Start of Data for this exercise
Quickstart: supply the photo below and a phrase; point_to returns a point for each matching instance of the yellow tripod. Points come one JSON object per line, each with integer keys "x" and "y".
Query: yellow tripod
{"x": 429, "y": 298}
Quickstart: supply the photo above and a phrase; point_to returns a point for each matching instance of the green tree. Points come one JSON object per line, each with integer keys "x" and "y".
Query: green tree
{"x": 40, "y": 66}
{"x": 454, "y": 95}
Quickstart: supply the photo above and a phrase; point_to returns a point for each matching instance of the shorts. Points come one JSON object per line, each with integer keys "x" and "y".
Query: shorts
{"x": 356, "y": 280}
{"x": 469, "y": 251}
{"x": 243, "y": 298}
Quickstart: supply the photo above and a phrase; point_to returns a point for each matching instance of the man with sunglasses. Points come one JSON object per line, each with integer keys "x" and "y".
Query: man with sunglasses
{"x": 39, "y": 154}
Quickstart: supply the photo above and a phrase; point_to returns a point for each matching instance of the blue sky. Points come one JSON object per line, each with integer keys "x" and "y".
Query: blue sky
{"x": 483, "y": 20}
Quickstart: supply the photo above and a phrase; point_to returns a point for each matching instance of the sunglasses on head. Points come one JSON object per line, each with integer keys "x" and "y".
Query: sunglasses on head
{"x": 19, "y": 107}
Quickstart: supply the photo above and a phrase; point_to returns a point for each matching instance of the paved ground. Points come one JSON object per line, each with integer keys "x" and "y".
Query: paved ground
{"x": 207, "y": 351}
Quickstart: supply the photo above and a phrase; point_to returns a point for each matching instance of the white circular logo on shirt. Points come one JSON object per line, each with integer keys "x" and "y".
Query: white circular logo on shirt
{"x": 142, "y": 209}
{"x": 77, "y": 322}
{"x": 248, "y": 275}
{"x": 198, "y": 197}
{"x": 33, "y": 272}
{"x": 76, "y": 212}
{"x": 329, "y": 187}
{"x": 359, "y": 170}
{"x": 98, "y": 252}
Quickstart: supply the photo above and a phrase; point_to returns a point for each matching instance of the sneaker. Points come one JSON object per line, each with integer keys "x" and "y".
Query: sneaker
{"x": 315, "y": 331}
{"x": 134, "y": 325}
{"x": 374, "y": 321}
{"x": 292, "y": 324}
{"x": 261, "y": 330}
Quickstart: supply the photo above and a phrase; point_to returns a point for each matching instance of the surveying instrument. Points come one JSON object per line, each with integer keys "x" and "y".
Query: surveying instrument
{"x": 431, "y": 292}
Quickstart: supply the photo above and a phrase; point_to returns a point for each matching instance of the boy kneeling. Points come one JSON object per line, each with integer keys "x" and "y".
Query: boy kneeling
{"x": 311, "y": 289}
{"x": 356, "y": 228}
End of Data for this exercise
_Stated task_. Extract each line of the listing above, copying it word for word.

_Task answer_.
Quickstart: supply the photo below and a phrase; point_to returns a point for each matching instance of the yellow tripod. Points come one JSON object per line, each with integer keys "x" and "y".
Query: yellow tripod
{"x": 429, "y": 298}
Quickstart: supply the photo above and a phrase; point_to returns a point for each matching instance of the green tree. Points come one JSON object per line, each with integer keys "x" and "y".
Query: green tree
{"x": 40, "y": 66}
{"x": 454, "y": 95}
Quickstart: supply the photo above and a phrase; point_to returns a point for each matching instance of the shorts. Points come one JSON object per line, each with integer keys "x" and "y".
Query: shorts
{"x": 356, "y": 280}
{"x": 469, "y": 251}
{"x": 243, "y": 298}
Quickstart: supply the photo above and a phrase; point_to returns a point for each matching instance of the man with sunglasses. Points come one JSON object per line, each with integer keys "x" and "y".
Query: man with sunglasses
{"x": 39, "y": 154}
Quickstart: supply the photo above and a phrase; point_to returns a point for each matching instance of the blue sky. Points come one JSON object per line, each with integer keys "x" and "y".
Query: blue sky
{"x": 483, "y": 20}
Quickstart: supply the photo above and a phrase; point_to returns a point for each matching instance of the sunglasses on head. Points come one JSON object per line, each with integer keys "x" and "y".
Query: sunglasses on head
{"x": 19, "y": 107}
Quickstart: supply the photo above and a phrase; point_to returns a point for each matching instance of the paved ground. Points come one JSON object per line, each with integer keys "x" and "y".
Query: paved ground
{"x": 207, "y": 351}
Quickstart: supply the photo above and a phrase; point_to returns a point for each matching instance of the white circular logo on shirt. Points come one JSON object per line, each with integer keys "x" and "y".
Query: white circular logo on shirt
{"x": 142, "y": 209}
{"x": 77, "y": 322}
{"x": 248, "y": 275}
{"x": 198, "y": 197}
{"x": 33, "y": 272}
{"x": 76, "y": 212}
{"x": 329, "y": 187}
{"x": 359, "y": 170}
{"x": 98, "y": 252}
Quickstart: supply the photo above and a phrase; point_to returns a point for each matching instance of the sneaker. Points come one JSON object per line, each with integer keys "x" and "y".
Query: sneaker
{"x": 315, "y": 331}
{"x": 134, "y": 325}
{"x": 374, "y": 321}
{"x": 292, "y": 324}
{"x": 261, "y": 330}
Quickstart: supply the photo above and a phrase; point_to returns a point for each matching instance of the surveying instrument. Points come one JSON object per line, each with integer keys "x" and "y".
Query: surveying instrument
{"x": 431, "y": 292}
Quickstart: supply the photo above and a phrase; point_to returns a point for each matching instance of the boy kneeling. Points come one JSON object per line, each with integer keys "x" and "y".
Query: boy kneeling
{"x": 311, "y": 289}
{"x": 356, "y": 228}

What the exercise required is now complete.